[EXTRACTED INFORMATION]
========================
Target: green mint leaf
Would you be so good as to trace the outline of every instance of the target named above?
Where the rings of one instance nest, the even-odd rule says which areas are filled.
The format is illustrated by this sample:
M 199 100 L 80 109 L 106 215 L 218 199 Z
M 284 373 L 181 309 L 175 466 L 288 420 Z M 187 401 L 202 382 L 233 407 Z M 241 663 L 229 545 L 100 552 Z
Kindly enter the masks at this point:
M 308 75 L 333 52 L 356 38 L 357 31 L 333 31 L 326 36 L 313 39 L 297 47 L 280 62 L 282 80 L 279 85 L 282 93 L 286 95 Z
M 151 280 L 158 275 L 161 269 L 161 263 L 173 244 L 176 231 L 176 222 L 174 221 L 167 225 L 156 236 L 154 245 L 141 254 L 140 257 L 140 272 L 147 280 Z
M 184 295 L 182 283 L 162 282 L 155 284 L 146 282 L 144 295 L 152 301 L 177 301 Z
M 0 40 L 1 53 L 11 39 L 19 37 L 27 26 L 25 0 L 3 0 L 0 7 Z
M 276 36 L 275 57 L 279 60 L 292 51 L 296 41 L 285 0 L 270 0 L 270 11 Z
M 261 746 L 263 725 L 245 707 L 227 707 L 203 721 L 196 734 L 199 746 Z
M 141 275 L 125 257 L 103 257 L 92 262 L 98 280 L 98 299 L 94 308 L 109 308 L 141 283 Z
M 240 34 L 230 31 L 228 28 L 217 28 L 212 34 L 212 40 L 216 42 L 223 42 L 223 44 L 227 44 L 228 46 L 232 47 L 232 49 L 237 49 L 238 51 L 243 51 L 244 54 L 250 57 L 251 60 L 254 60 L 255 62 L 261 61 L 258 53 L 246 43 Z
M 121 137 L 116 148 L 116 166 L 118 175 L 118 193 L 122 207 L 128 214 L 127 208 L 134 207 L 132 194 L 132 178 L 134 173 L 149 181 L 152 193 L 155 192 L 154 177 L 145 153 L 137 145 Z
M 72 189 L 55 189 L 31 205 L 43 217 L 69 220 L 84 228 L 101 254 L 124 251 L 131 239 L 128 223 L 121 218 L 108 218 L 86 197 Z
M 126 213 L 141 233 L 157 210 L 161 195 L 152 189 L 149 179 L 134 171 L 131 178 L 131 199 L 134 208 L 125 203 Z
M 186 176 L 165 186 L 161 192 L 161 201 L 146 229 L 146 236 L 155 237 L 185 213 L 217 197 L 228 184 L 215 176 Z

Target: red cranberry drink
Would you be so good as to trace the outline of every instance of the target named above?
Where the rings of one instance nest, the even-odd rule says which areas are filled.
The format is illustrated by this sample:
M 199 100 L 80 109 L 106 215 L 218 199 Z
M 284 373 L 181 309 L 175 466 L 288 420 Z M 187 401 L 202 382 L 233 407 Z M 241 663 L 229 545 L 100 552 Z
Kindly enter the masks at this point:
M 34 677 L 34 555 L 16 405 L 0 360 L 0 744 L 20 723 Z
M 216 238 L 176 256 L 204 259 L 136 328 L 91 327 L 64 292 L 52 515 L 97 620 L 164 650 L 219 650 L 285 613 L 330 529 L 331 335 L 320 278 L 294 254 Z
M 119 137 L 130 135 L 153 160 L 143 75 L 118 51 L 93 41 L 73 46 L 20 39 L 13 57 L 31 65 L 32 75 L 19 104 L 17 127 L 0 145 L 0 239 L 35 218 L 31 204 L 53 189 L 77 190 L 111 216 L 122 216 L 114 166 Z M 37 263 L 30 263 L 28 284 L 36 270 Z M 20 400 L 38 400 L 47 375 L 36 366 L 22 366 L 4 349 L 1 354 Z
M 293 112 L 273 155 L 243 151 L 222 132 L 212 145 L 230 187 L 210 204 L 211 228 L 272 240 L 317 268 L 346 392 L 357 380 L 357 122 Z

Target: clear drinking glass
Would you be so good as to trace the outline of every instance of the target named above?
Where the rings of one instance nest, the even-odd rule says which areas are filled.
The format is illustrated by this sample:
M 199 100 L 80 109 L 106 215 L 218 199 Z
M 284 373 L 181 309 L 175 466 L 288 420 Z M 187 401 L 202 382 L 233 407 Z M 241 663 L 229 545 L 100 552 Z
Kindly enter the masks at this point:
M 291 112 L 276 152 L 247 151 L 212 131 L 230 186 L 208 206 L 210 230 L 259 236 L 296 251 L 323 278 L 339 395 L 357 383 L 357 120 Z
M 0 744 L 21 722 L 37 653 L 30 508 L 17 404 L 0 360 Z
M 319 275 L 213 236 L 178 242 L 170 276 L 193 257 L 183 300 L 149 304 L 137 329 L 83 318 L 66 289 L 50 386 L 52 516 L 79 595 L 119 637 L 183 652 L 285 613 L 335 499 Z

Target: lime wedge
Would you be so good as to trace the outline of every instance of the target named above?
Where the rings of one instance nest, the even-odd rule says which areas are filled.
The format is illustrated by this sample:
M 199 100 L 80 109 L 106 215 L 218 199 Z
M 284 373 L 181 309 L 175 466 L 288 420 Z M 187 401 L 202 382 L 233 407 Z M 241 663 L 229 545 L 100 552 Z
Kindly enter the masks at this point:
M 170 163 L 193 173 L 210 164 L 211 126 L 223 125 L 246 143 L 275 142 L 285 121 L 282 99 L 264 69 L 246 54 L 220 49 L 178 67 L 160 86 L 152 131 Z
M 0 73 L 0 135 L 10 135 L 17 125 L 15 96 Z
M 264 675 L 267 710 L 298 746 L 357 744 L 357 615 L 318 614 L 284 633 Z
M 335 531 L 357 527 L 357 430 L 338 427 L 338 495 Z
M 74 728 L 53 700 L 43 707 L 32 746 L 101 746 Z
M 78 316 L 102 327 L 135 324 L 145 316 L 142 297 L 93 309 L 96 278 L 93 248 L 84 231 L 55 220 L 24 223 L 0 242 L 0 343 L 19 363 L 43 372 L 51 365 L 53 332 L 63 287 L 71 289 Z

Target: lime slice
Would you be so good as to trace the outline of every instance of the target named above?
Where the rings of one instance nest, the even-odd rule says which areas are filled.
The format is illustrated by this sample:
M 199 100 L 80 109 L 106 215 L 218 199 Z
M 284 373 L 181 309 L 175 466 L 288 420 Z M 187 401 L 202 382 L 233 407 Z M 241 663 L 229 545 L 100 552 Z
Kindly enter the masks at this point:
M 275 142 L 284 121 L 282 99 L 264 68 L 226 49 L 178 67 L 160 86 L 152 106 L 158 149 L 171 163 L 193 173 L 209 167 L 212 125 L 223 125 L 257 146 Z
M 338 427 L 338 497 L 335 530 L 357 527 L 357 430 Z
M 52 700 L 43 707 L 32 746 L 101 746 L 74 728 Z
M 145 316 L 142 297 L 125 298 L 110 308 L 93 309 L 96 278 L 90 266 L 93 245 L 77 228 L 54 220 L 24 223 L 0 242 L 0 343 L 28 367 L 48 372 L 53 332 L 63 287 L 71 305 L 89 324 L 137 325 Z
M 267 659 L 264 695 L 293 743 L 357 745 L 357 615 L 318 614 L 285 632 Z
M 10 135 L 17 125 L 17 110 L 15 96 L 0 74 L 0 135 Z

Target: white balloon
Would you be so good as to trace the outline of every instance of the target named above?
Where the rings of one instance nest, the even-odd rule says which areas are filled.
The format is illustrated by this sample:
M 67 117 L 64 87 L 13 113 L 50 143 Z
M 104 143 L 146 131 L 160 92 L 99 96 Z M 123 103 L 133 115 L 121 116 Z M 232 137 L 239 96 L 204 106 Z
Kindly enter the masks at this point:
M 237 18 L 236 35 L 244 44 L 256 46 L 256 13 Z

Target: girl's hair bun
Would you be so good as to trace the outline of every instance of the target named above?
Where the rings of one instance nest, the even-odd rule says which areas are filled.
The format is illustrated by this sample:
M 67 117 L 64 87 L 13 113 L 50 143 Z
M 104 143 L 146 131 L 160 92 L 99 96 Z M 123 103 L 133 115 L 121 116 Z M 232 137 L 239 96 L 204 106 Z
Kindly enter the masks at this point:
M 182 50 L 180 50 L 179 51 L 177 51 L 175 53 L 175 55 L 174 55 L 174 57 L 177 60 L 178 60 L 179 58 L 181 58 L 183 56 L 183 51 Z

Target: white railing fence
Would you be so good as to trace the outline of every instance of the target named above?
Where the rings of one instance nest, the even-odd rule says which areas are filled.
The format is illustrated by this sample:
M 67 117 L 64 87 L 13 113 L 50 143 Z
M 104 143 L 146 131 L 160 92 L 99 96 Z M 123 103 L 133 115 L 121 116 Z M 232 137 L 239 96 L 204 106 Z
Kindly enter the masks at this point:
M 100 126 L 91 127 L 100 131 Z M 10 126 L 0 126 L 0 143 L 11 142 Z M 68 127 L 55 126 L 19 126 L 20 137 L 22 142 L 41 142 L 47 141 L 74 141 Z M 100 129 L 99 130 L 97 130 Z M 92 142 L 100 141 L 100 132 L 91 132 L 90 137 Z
========================
Please rewrite the stretch from the start of these lines through the line containing "M 186 176 L", replacing "outline" with "boundary" and leaving everything else unchanged.

Target: green mint leaf
Would you be so good as to trace the boundary of every instance of the target named above?
Where the rings of one instance nest, the even-odd rule says which areas are filled.
The format is illustrated by this sample:
M 199 100 L 80 109 L 106 215 L 218 199 Z
M 284 373 L 181 309 L 175 466 L 288 420 Z M 187 401 L 202 382 L 233 407 Z M 241 663 L 229 545 L 100 552 Z
Kindly enter the masks at this point:
M 308 75 L 333 52 L 356 38 L 357 31 L 333 31 L 326 36 L 313 39 L 297 47 L 280 62 L 282 80 L 279 85 L 282 93 L 286 95 Z
M 151 280 L 158 275 L 161 269 L 161 263 L 173 244 L 176 231 L 176 222 L 174 221 L 167 225 L 156 236 L 154 245 L 141 254 L 140 257 L 140 272 L 147 280 Z
M 184 295 L 182 283 L 162 282 L 155 284 L 146 282 L 144 295 L 152 301 L 177 301 Z
M 0 40 L 1 53 L 11 39 L 19 37 L 27 26 L 25 0 L 3 0 L 0 7 Z
M 276 36 L 275 57 L 279 60 L 292 51 L 296 41 L 285 0 L 270 0 L 270 11 Z
M 261 746 L 263 725 L 245 707 L 227 707 L 203 721 L 196 734 L 199 746 Z
M 141 275 L 125 257 L 103 257 L 92 262 L 98 280 L 98 299 L 94 308 L 109 308 L 141 283 Z
M 240 34 L 230 31 L 228 28 L 217 28 L 212 34 L 212 40 L 216 42 L 223 42 L 223 44 L 227 44 L 228 46 L 232 47 L 232 49 L 237 49 L 238 51 L 243 51 L 244 54 L 250 57 L 251 60 L 254 60 L 255 62 L 261 61 L 258 53 L 246 43 Z
M 121 137 L 116 148 L 116 166 L 118 175 L 118 193 L 122 207 L 128 214 L 127 208 L 134 207 L 132 194 L 132 178 L 134 173 L 149 181 L 152 193 L 155 192 L 154 177 L 145 153 L 137 145 Z
M 72 189 L 55 189 L 31 205 L 43 217 L 69 220 L 84 228 L 101 254 L 124 251 L 131 239 L 128 223 L 121 218 L 108 218 L 86 197 Z
M 126 213 L 141 233 L 157 210 L 161 195 L 152 189 L 149 179 L 134 171 L 131 178 L 131 199 L 134 208 L 125 203 Z
M 186 176 L 165 186 L 161 192 L 161 201 L 146 229 L 146 236 L 155 237 L 185 213 L 217 197 L 228 184 L 215 176 Z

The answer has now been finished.